§ TEXT SHOWN

§

Hasty Tasty Potato Salad

Ingredients:

  • 6 large potatoes
  • 4 eggs
  • 1 onion, chopped (sweet onion is best)
  • 4 ribs celery, chopped
  • ½ cup mayonnaise
  • 1 Tbsp. Dijon mustard
  • 1 Tbsp. salt
  • 1 Tbsp. sugar
  • 1 Tbsp. apple cider vinegar
  • Pepper to taste
  • Paprika for garnish (optional)

Instructions:

  1. Cut potatoes into quarters or 2″ sections. No need to peel. Place in a steaming basket or trivet over 1 cup water in a pressure cooker. Place the 4 eggs on top the potatoes.
  2. Secure lid to pressure cooker and cook for 5 minutes stovetop or 6 minutes electric.* Allow pressure to drop on its own for 5 minutes before releasing.
  3. Meanwhile, prepare dressing in a large bowl by whisking together mayonnaise, mustard, salt, sugar, and apple cider vinegar.

§

§ EXTRACTED INFORMATION
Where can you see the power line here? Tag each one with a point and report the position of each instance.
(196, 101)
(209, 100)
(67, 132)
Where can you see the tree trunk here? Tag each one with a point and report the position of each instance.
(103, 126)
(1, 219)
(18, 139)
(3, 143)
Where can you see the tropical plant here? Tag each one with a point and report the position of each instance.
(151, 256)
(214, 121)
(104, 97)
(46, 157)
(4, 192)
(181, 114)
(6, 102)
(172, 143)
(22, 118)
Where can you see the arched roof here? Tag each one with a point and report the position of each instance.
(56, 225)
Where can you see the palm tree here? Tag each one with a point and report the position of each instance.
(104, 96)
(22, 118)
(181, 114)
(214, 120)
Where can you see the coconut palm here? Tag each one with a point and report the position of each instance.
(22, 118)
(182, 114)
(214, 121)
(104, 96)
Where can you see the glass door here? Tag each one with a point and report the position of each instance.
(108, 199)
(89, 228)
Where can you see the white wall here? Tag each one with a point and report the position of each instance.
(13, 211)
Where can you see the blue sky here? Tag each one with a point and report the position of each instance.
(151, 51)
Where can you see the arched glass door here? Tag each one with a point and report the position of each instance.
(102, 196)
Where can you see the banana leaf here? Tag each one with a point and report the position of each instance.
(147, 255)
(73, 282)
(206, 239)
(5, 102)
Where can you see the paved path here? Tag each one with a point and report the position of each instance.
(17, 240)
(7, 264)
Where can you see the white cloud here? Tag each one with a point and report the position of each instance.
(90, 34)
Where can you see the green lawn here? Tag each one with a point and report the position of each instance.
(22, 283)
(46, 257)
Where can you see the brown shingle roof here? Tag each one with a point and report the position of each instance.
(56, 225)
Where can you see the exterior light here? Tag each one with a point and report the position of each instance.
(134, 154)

§

§ APPLY WHAT YOU READ
(1) Duplicate the passage of the potato salad recipe that opens with the words containing "1. Cut potatoes" and closes with "apple cider vinegar.".
(2) According to the potato salad recipe, how long should the pressure drop on its own before releasing?

§ ANSWERS TO THE PROBLEMS
(1)
1. Cut potatoes into quarters or 2″ sections. No need to peel. Place in a steaming basket or trivet over 1 cup water in a pressure cooker. Place the 4 eggs on top the potatoes.
  2. Secure lid to pressure cooker and cook for 5 minutes stovetop or 6 minutes electric.* Allow pressure to drop on its own for 5 minutes before releasing.
  3. Meanwhile, prepare dressing in a large bowl by whisking together mayonnaise, mustard, salt, sugar, and apple cider vinegar.

(2) 5 minutes